-- WORK REQUIRED --
Return each line of the material below that contains the string "stem", copying every such line in full.

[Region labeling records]
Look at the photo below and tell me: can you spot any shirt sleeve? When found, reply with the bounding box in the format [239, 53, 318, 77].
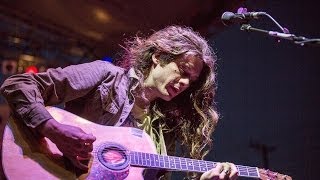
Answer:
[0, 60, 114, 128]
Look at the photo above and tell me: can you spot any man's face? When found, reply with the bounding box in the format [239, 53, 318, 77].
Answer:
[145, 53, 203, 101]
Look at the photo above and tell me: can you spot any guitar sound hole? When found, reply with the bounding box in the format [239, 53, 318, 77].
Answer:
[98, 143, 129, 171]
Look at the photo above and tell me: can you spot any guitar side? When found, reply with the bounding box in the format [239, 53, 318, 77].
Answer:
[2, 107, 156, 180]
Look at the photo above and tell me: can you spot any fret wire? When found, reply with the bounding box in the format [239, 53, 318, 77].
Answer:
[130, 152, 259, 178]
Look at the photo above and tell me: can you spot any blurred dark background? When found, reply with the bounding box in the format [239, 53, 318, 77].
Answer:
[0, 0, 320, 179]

==

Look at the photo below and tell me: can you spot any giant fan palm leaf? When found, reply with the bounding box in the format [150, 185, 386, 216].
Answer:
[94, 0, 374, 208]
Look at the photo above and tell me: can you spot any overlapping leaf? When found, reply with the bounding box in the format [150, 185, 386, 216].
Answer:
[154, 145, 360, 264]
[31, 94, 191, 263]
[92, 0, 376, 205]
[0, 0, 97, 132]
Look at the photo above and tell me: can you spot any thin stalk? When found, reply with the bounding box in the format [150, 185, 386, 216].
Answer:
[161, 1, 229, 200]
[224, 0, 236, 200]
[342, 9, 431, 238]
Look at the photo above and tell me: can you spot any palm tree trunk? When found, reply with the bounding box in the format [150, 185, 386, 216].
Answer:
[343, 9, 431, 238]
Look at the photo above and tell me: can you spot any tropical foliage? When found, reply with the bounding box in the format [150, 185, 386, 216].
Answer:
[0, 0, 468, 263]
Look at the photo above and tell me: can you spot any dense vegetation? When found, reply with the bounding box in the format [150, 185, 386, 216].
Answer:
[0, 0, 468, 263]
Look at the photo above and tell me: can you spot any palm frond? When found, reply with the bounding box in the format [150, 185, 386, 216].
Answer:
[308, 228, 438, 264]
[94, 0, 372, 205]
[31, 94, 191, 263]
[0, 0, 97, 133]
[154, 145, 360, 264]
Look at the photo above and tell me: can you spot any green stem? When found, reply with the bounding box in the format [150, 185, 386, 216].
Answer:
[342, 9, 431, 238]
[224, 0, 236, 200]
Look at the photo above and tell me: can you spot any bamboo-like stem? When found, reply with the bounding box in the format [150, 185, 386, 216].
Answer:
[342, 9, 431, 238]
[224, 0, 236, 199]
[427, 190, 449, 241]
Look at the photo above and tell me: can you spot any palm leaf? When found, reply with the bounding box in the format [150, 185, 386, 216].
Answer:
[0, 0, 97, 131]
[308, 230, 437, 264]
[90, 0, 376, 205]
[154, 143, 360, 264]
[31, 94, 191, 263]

-- OUTPUT OF THE EXERCISE --
Look at the photo above and tell me: can you spot any green stem? When found, reply with the bounding box in the format [150, 185, 386, 216].
Look at the photo above and tell me: can you spot any bamboo-like stem? When found, reply with the bounding box in the format [150, 185, 386, 216].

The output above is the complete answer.